Required work: Reproduce every entry below verbatim, leaving nothing out.

'''

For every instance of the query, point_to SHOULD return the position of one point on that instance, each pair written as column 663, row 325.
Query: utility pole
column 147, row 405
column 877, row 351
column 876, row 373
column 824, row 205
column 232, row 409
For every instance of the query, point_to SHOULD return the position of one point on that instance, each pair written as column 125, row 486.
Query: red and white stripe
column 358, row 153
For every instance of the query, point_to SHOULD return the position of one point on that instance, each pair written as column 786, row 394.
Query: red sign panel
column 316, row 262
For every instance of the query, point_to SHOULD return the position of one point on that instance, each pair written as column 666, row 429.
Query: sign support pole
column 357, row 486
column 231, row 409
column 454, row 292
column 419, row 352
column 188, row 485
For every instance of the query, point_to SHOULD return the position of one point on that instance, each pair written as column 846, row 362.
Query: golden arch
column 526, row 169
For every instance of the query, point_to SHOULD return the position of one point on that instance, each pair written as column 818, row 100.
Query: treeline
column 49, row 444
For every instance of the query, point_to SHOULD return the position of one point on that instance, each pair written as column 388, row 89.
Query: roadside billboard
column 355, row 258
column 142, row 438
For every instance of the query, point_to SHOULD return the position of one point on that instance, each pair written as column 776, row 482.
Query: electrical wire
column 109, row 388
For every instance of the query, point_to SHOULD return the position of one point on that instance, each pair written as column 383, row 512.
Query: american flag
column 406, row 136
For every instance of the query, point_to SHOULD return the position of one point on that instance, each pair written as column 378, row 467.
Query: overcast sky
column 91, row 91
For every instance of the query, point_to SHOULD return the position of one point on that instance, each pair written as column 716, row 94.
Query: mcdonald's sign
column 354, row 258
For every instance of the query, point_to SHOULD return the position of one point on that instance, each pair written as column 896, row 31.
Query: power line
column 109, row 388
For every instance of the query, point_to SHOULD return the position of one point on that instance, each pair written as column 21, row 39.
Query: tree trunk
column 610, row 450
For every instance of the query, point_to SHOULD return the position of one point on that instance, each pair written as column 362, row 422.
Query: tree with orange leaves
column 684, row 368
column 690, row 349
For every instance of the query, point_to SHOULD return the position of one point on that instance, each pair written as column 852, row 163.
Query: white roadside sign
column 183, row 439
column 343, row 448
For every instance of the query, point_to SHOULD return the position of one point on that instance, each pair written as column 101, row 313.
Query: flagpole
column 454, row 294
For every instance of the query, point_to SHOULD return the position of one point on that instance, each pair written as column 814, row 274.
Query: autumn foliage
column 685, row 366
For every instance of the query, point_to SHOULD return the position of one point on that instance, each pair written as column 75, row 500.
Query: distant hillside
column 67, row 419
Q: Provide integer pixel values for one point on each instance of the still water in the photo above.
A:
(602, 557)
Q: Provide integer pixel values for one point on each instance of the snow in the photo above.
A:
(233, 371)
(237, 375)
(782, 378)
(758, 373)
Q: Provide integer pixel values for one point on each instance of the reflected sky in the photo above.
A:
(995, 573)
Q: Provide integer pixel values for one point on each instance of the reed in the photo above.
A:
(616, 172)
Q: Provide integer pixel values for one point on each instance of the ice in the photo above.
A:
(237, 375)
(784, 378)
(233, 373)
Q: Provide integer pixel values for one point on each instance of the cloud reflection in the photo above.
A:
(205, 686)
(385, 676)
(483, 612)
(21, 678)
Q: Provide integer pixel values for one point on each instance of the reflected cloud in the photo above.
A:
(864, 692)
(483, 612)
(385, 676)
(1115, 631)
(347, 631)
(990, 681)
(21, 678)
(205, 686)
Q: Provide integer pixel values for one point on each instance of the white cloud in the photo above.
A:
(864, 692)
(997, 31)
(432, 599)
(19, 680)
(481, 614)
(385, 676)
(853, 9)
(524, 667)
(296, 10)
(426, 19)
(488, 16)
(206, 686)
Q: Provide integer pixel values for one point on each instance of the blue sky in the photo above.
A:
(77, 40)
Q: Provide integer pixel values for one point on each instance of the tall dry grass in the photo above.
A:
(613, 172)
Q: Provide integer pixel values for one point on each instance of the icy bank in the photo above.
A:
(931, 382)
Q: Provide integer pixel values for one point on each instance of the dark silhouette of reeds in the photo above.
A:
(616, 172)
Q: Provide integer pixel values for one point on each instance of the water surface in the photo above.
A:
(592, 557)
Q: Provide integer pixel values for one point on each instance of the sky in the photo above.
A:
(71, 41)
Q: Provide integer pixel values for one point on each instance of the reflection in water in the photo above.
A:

'''

Result of the exercise:
For every instance of the query, point_to SHOULD return the position of one point on that instance, each pair written as column 663, row 325.
Query: utility pole
column 147, row 405
column 877, row 351
column 876, row 373
column 824, row 205
column 232, row 409
For every instance of the query, point_to SHOULD return the position of one point on that instance, each pair written as column 125, row 486.
Query: red and white stripe
column 358, row 153
For every instance of the query, point_to SHOULD return the position of one point on that instance, each pair written as column 786, row 394.
Query: red sign panel
column 316, row 262
For every instance of the query, point_to SHOULD return the position of one point on that instance, each pair written as column 666, row 429.
Query: sign support pole
column 357, row 486
column 231, row 409
column 454, row 292
column 419, row 352
column 188, row 485
For every instance of the query, point_to SHOULD return the position of one point on that instance, each pair written as column 846, row 362.
Query: golden arch
column 526, row 169
For every instance of the query, point_to SHOULD return the position of one point on that instance, each pair written as column 818, row 100.
Query: treeline
column 49, row 444
For every instance of the query, point_to SHOULD return the position of one point on that instance, each pair written as column 388, row 89.
Query: roadside billboard
column 355, row 258
column 142, row 438
For every instance of the query, point_to SHOULD return the position of one point on that instance, each pair written as column 776, row 482.
Query: electrical wire
column 109, row 388
For every instance of the query, point_to SHOULD return the position of one point on that instance, each pair written as column 383, row 512.
Query: american flag
column 406, row 136
For every instance of the query, point_to SHOULD return the position of one point on that instance, each pair written as column 378, row 467.
Query: overcast sky
column 91, row 91
For every instance of the query, point_to SHOULD return the position of one point on that instance, each pair written as column 716, row 94.
Query: mcdonald's sign
column 354, row 258
For every instance of the query, point_to SHOULD return the position of one point on that instance, each pair written as column 896, row 31.
Query: power line
column 109, row 388
For every instance of the query, point_to SHOULD return the position of one point on that instance, each pair written as column 21, row 39.
Query: tree trunk
column 610, row 450
For every instance of the query, point_to SHOULD return the position of one point on that instance, each pair written as column 362, row 422.
Query: tree with orange leaves
column 684, row 368
column 690, row 349
For every instance of the query, point_to SHOULD return the position of one point on that instance, each pair written as column 852, row 163.
Query: white roadside sign
column 183, row 439
column 343, row 448
For every instance of the query, point_to SHOULD return the position of one point on that instance, each pair written as column 101, row 313.
Query: flagpole
column 454, row 294
For every instance of the query, point_to SHOULD return the position of one point on that instance, each pair written as column 814, row 274.
Query: autumn foliage
column 685, row 366
For every instance of the query, point_to SHOULD return the position of one point on that instance, each pair written as column 75, row 500.
Query: distant hillside
column 67, row 419
Q: Provide integer pixel values for one point on each instance of the still water in the photo above.
A:
(602, 557)
Q: Provide integer pixel values for one point on each instance of the snow in the photo above.
A:
(233, 371)
(237, 375)
(782, 378)
(758, 373)
Q: Provide integer pixel values for one point on each instance of the reflected sky in the photo above.
A:
(995, 573)
Q: Provide integer pixel values for one point on each instance of the reed in the photo above.
A:
(616, 172)
Q: Provide integer pixel values for one point on each instance of the ice in the photo above.
A:
(237, 375)
(784, 378)
(233, 373)
Q: Provide integer pixel values for one point on each instance of the cloud reflection in the photo above.
A:
(205, 686)
(385, 676)
(483, 612)
(21, 678)
Q: Provide integer pixel values for one point on each instance of the reflected cloud in the photo above.
A:
(864, 692)
(483, 612)
(385, 676)
(1115, 631)
(347, 631)
(990, 681)
(21, 678)
(205, 686)
Q: Provide integer pixel values for one point on each instance of the white cloud in the photo above.
A:
(864, 692)
(997, 31)
(432, 599)
(19, 680)
(481, 614)
(385, 676)
(853, 9)
(524, 667)
(296, 10)
(426, 19)
(488, 16)
(206, 686)
Q: Provide integer pixel values for one point on each instance of the blue sky in the photo above.
A:
(77, 40)
Q: Provide integer pixel values for one point on each instance of the tall dry grass in the photo above.
A:
(613, 172)
Q: Provide integer pixel values for one point on each instance of the icy bank in the photo above.
A:
(931, 382)
Q: Provide integer pixel values for one point on each instance of the dark silhouette of reeds in the photo above.
A:
(616, 172)
Q: Provide integer pixel values for one point on each instance of the water surface in the photo above.
A:
(592, 557)
Q: Provide integer pixel values for one point on each instance of the sky in the photo above.
A:
(71, 41)
Q: Provide integer pixel values for one point on each instance of the reflection in water in the photo above.
A:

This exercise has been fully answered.